SOURCE DATA
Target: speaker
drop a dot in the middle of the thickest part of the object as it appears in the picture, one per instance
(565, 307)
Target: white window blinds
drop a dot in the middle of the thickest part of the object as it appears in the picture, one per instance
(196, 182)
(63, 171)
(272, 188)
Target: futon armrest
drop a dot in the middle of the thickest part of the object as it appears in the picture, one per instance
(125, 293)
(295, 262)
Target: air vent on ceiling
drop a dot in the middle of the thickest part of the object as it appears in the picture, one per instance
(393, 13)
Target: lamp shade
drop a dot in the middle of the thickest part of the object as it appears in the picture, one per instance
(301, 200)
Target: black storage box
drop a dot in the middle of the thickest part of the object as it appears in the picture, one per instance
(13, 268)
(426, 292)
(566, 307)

...

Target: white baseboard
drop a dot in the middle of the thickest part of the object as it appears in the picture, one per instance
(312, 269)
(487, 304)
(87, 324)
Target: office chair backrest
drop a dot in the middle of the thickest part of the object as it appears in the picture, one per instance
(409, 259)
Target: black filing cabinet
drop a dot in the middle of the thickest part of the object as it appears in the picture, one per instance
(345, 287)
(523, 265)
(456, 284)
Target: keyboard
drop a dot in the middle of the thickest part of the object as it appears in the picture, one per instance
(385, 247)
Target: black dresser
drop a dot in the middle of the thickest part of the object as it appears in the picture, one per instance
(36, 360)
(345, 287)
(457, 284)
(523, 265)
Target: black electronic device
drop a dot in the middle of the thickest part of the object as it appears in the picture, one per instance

TASK PROMPT
Starting with the line with "Target: white baseboard" above and going on through the line with "Target: keyboard", transcribe every line exactly, both ends included, and add nothing.

ANSWER BELOW
Target: white baseboard
drop a dot in the middle of the thickest part of the object as it appears in the picture, one per instance
(312, 269)
(487, 304)
(87, 324)
Target: office chair backrest
drop a dot in the middle of the thickest part of the object as it appears in the picture, one per instance
(409, 259)
Target: black filing cabinet
drop a dot in the middle of the thickest part of the object as it appears in the picture, one per instance
(345, 287)
(523, 265)
(456, 284)
Target: keyboard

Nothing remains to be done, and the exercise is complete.